▶ _Written problem_: Convert every line of the data below into a JSON list of strings, one string per line, with blank lines skipped. Leave the pictures out.

Rows from a pointing dataset:

----------

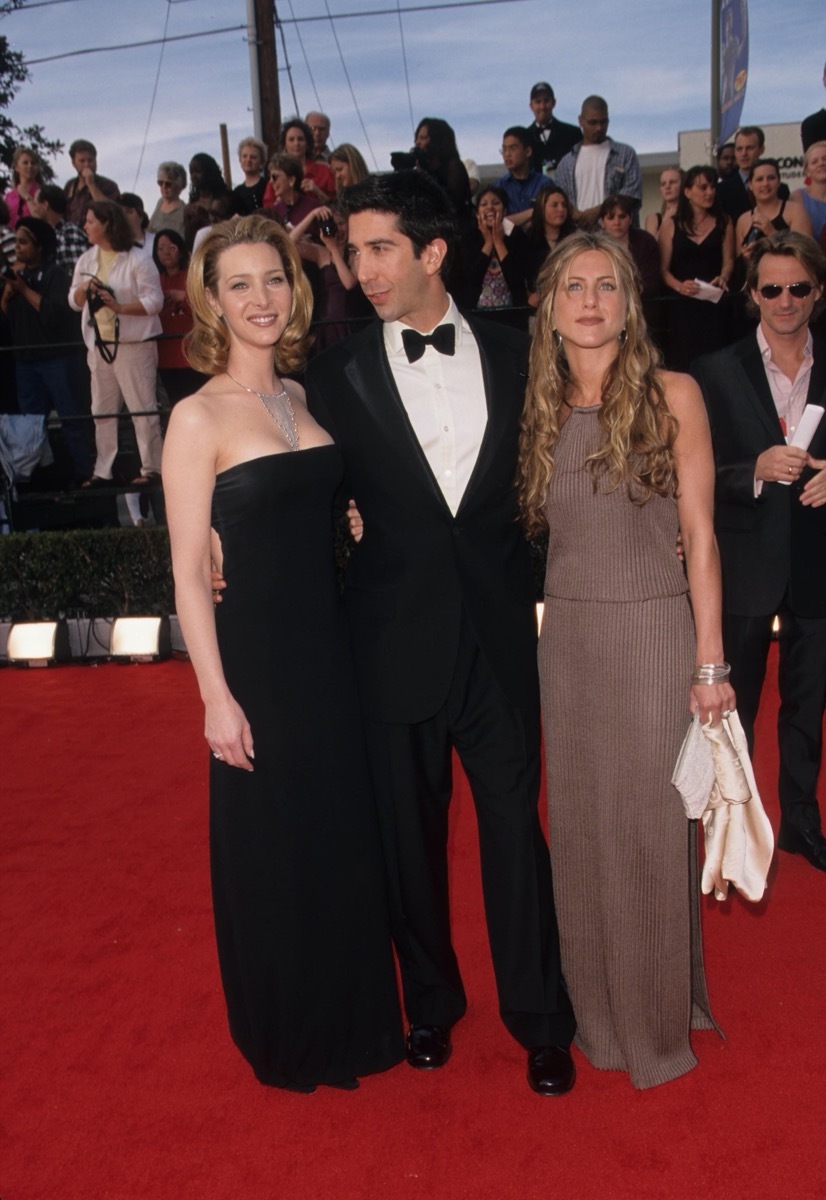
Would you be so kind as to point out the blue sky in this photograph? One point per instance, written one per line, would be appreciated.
(472, 65)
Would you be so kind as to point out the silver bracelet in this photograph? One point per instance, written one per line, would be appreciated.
(711, 672)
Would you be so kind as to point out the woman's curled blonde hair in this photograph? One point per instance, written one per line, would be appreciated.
(639, 431)
(207, 347)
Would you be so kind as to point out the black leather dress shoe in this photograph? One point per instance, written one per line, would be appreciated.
(551, 1071)
(428, 1047)
(808, 843)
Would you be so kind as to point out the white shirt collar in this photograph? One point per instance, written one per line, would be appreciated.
(766, 351)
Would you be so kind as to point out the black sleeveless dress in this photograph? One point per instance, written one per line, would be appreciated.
(695, 327)
(298, 881)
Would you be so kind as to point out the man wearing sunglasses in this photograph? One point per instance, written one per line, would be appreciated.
(771, 516)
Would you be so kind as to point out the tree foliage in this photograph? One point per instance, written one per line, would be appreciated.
(13, 73)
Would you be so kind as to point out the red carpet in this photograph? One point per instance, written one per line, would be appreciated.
(120, 1081)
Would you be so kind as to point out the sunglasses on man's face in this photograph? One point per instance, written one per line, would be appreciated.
(798, 291)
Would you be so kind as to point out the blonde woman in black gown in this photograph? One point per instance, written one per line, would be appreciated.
(250, 478)
(615, 459)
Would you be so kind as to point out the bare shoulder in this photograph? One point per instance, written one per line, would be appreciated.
(197, 425)
(682, 394)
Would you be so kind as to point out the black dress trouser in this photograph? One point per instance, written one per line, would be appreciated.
(500, 749)
(802, 687)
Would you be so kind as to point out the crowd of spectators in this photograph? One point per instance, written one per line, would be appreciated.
(89, 249)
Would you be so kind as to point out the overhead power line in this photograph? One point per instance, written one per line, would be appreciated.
(135, 46)
(235, 29)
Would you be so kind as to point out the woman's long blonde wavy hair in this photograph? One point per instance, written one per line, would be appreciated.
(639, 431)
(207, 346)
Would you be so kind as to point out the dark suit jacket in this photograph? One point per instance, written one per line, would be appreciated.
(562, 138)
(773, 543)
(418, 570)
(734, 196)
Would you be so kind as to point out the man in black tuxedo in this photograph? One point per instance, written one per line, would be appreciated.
(732, 190)
(441, 605)
(550, 139)
(771, 517)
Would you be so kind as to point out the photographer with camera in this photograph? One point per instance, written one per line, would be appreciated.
(42, 328)
(436, 153)
(337, 301)
(118, 289)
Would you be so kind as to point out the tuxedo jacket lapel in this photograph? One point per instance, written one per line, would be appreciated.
(497, 375)
(370, 375)
(759, 393)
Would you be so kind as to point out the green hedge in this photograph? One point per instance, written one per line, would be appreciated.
(101, 573)
(109, 573)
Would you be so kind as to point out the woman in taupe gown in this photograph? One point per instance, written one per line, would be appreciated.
(615, 460)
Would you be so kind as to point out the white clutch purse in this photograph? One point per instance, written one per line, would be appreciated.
(716, 781)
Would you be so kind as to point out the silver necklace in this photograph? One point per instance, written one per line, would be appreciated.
(282, 412)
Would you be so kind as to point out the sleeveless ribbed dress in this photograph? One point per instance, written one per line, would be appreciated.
(615, 661)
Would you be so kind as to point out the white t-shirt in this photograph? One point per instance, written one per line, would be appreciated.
(590, 174)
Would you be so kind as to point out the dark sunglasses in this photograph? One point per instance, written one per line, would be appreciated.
(798, 291)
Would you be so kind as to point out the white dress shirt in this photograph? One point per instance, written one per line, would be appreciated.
(444, 400)
(789, 395)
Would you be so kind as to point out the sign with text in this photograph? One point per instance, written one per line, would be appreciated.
(734, 64)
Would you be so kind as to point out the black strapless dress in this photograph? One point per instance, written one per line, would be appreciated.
(298, 880)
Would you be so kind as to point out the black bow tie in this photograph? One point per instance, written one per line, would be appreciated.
(443, 339)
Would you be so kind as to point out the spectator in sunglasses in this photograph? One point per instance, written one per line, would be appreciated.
(771, 515)
(169, 209)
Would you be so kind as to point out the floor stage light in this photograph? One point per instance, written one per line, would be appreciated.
(37, 643)
(139, 639)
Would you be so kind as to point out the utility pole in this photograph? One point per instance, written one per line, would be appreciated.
(714, 75)
(264, 72)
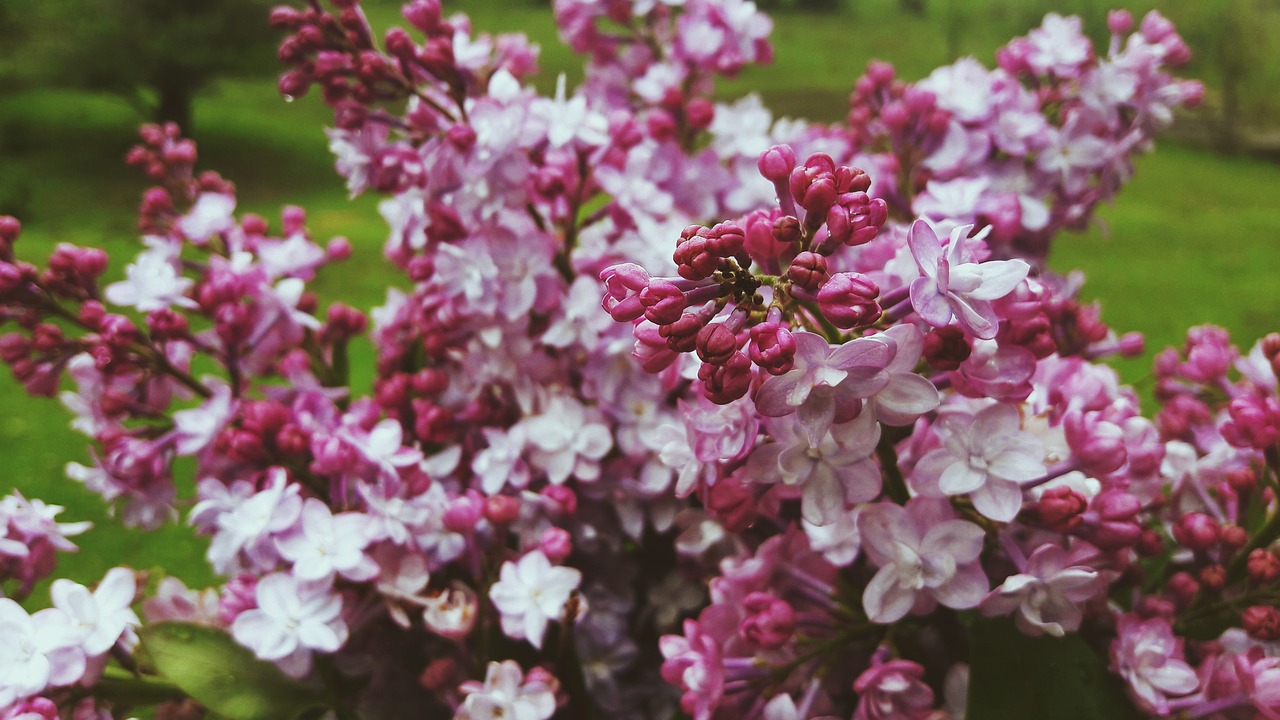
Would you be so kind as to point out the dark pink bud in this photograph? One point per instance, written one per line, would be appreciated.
(786, 229)
(726, 382)
(777, 163)
(462, 137)
(769, 621)
(682, 335)
(1060, 509)
(9, 228)
(716, 343)
(732, 502)
(663, 302)
(695, 256)
(464, 513)
(563, 497)
(556, 545)
(1119, 22)
(1212, 577)
(849, 300)
(501, 509)
(1196, 531)
(772, 347)
(808, 272)
(1262, 623)
(652, 350)
(1183, 588)
(1264, 566)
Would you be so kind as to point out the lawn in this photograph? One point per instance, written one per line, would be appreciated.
(1192, 240)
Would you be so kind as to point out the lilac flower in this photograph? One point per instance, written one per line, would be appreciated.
(243, 531)
(986, 455)
(507, 695)
(197, 427)
(325, 543)
(894, 691)
(827, 383)
(923, 555)
(906, 396)
(152, 282)
(831, 475)
(103, 616)
(1150, 659)
(293, 619)
(952, 286)
(531, 592)
(567, 441)
(41, 650)
(1047, 596)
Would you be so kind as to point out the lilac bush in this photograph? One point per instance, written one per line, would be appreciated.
(679, 409)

----------

▶ _Response for this exercise_:
[
  "Would you be so kind as to point out the blue sky in this photograph? One point per instance, written one per line, would be appreciated.",
  "(472, 65)",
  "Would you be so kind as to point out the silver bracelet in this photograph? One point per instance, written one per line, would be appreciated.",
  "(711, 672)",
  "Would you be so kind as to point out the woman's curled blonde hair in this photograph? One point per instance, written one per line, would be appreciated.",
  "(639, 431)",
  "(207, 347)",
  "Would you be so kind as to point out the black leather dress shoe in this photograph? One point per instance, written one per line, would be appreciated.",
  "(551, 1071)",
  "(428, 1047)",
  "(808, 843)",
  "Would you be so kind as to point out the white shirt collar in this photograph? One point per instance, written one per line, would be appreciated.",
  "(766, 351)",
  "Would you be so kind as to point out the black sleeveless dress in this photograph? One point per instance, written one per line, would be appreciated.",
  "(695, 327)",
  "(298, 881)",
  "Would you be so kind as to point out the man wearing sunglasses in this photograph? One point per instance, written one per line, would be appreciated.",
  "(771, 516)",
  "Would you be so kind as to point out the tree foliage in this photograph? One point per instance, written one per line, would be appreciated.",
  "(13, 73)",
  "Would you be so kind as to point out the red carpet in this photograph? One point per instance, written one per line, would be appreciated.",
  "(120, 1081)",
  "Would you be so kind as to point out the sunglasses on man's face in this photograph? One point per instance, written one per line, would be appreciated.",
  "(798, 291)",
  "Would you be so kind as to point out the blonde woman in black gown in this photograph? One point per instance, written one per line, would be appreciated.",
  "(250, 478)",
  "(615, 459)",
  "Would you be so kind as to point out the bare shoulder in this photograph? One point per instance, written one per line, would be appreciated.",
  "(197, 425)",
  "(682, 394)",
  "Would you be so kind as to point out the black dress trouser in this photograph? One point per instance, written one per line, would be appreciated.",
  "(500, 749)",
  "(802, 687)",
  "Would you be so kind as to point out the crowd of spectators in this photograph? One point per instance, written one per line, would be appreciated.",
  "(89, 249)",
  "Would you be so kind as to point out the overhead power line in this photograph? One point per instance, written one per line, would be appreciated.",
  "(135, 46)",
  "(235, 29)",
  "Would you be so kind as to point out the woman's long blonde wavy hair in this photograph? One point per instance, written one per line, would be appreciated.",
  "(639, 431)",
  "(207, 346)",
  "Would you be so kind as to point out the dark suit jacket in this photograph? One point per instance, written one per line, would be appreciated.",
  "(562, 138)",
  "(773, 543)",
  "(418, 570)",
  "(734, 196)",
  "Would you be so kind as to point out the man in black tuxedo in this photograph? One point per instance, written one per line, would be appreciated.",
  "(732, 190)",
  "(441, 605)",
  "(550, 139)",
  "(771, 517)",
  "Would you be so kind as to point out the photographer with camera in this photograph? One point per instance, written one per line, would be appreciated.",
  "(42, 328)",
  "(436, 153)",
  "(337, 301)",
  "(118, 289)",
  "Would you be so kind as to point out the tuxedo jacket lapel in this photograph? One point per instance, written one per line, would be appreciated.",
  "(497, 375)",
  "(370, 375)",
  "(759, 393)",
  "Would you be so kind as to point out the green hedge in this photograph? One point per instance, written one per line, would be appreciated.",
  "(101, 573)",
  "(109, 573)",
  "Would you be so kind as to point out the woman in taupe gown in this photograph? One point per instance, written one per line, would be appreciated.",
  "(615, 460)",
  "Would you be so kind as to point out the white clutch purse in this photograph? One point per instance, written one per line, would be appreciated.",
  "(716, 781)",
  "Would you be so kind as to point out the silver necklace in this photograph? One point per instance, written one per line, would be appreciated.",
  "(282, 412)",
  "Would you be so kind as to point out the sleeveless ribbed dress in this photograph? One point per instance, written one per line, would be appreciated.",
  "(615, 661)",
  "Would you be so kind as to point out the white t-shirt in this photograph? One point per instance, written one per line, would be appreciated.",
  "(590, 174)",
  "Would you be so kind as to point out the dark sunglasses in this photograph? One point per instance, written one per line, would be appreciated.",
  "(798, 291)",
  "Would you be so kind as to point out the white dress shirt in this photograph? One point per instance, written one per line, would be appreciated.",
  "(444, 400)",
  "(789, 395)",
  "Would you be so kind as to point out the sign with text in this photograph? One point per instance, written one per line, would be appreciated.",
  "(734, 64)",
  "Would you be so kind as to point out the black strapless dress in this photograph? One point per instance, written one per line, would be appreciated.",
  "(298, 880)",
  "Would you be so kind as to point out the black bow tie in this photograph? One point per instance, written one per line, would be appreciated.",
  "(443, 339)",
  "Would you be so kind as to point out the spectator in sunglasses in this photograph? One point per instance, written one per line, would be appreciated.",
  "(771, 515)",
  "(169, 209)",
  "Would you be so kind as to point out the floor stage light in this photograph? One point per instance, written one per line, would be appreciated.",
  "(37, 643)",
  "(139, 639)",
  "Would you be so kind as to point out the utility pole in this photograph? One point per instance, written one per line, would be appreciated.",
  "(714, 75)",
  "(264, 72)",
  "Would you be so kind as to point out the dark pink bud in this photograph? One point per instance, written one per line, would be appreciated.",
  "(786, 229)",
  "(726, 382)",
  "(777, 163)",
  "(462, 137)",
  "(769, 621)",
  "(682, 335)",
  "(1060, 509)",
  "(9, 228)",
  "(716, 343)",
  "(732, 502)",
  "(663, 302)",
  "(695, 256)",
  "(464, 513)",
  "(563, 497)",
  "(556, 545)",
  "(1119, 22)",
  "(1212, 577)",
  "(849, 300)",
  "(501, 509)",
  "(1196, 531)",
  "(772, 347)",
  "(808, 272)",
  "(1262, 623)",
  "(652, 350)",
  "(1183, 588)",
  "(1264, 566)",
  "Would you be so kind as to point out the lawn in this photograph? One point per instance, written one per line, would be appreciated.",
  "(1192, 240)",
  "Would you be so kind as to point out the lilac flower in this photograph? One point per instance, written one per line, would be appreciated.",
  "(243, 531)",
  "(986, 455)",
  "(507, 695)",
  "(197, 427)",
  "(325, 543)",
  "(894, 691)",
  "(827, 383)",
  "(923, 555)",
  "(906, 396)",
  "(152, 282)",
  "(831, 475)",
  "(103, 616)",
  "(1150, 659)",
  "(293, 619)",
  "(952, 286)",
  "(531, 592)",
  "(567, 441)",
  "(41, 650)",
  "(1047, 596)",
  "Would you be so kind as to point out the lilac bush in this photograph? One point per instance, written one per line, would be appreciated.",
  "(679, 409)"
]